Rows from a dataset
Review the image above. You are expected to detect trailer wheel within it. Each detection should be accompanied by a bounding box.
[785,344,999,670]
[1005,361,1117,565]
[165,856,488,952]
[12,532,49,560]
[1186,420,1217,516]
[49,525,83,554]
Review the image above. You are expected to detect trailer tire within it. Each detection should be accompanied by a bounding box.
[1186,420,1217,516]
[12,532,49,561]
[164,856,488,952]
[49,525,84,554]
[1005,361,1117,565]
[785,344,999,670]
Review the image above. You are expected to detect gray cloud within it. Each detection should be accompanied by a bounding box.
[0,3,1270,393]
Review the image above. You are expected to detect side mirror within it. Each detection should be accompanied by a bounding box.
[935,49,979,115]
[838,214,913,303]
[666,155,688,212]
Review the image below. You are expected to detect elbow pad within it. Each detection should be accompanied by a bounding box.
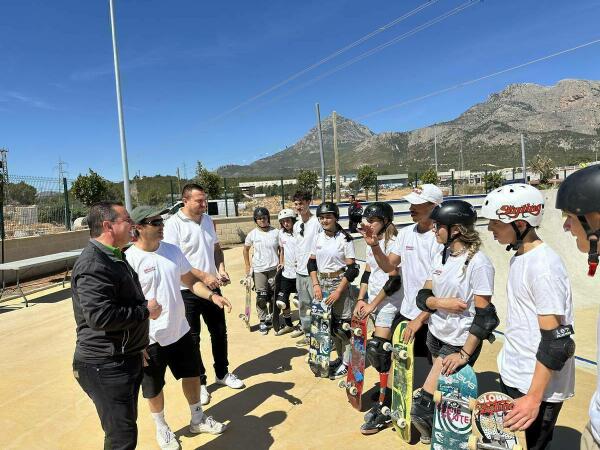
[306,258,319,275]
[360,270,371,284]
[344,264,360,283]
[383,275,402,297]
[417,289,436,314]
[535,325,575,370]
[469,303,500,341]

## Problem details
Render every line of the data above as a Markdown table with the columns "No." and "Text", numbering the rows in order and skipping blank lines. Leave the pictures out.

## Answer to the exercise
| No. | Text |
|---|---|
| 1 | Review the image above. You are expected to detect trailer wheel within it. Each detection should be accompanied by a bounding box. |
| 2 | [785,344,999,670] |
| 3 | [1005,361,1117,565] |
| 4 | [165,856,488,952] |
| 5 | [12,532,49,560] |
| 6 | [1186,420,1217,516] |
| 7 | [49,525,83,554] |
| 8 | Review the image above. You are expected to detect trailer tire within it. Each detection should be accompanied by a bounding box. |
| 9 | [1186,420,1217,516] |
| 10 | [12,532,49,561] |
| 11 | [164,856,488,952] |
| 12 | [49,525,84,554] |
| 13 | [1005,361,1117,565] |
| 14 | [785,344,999,670] |
| 15 | Review the image above. You are expected to detect gray cloud within it. Each detection should be accompanied by a bounding box. |
| 16 | [0,3,1270,393] |
| 17 | Review the image above. You are expected to detect side mirror within it. Each detection should be accompanied by a bounding box. |
| 18 | [935,49,979,115] |
| 19 | [838,214,913,303] |
| 20 | [666,155,688,212] |
| 21 | Review the image below. You are expected to detect elbow pad within it. Each detection should be accompanied by a bounding box. |
| 22 | [306,258,319,275] |
| 23 | [360,270,371,284] |
| 24 | [344,264,360,283] |
| 25 | [383,275,402,297] |
| 26 | [417,289,436,314] |
| 27 | [535,325,575,370] |
| 28 | [469,303,500,341] |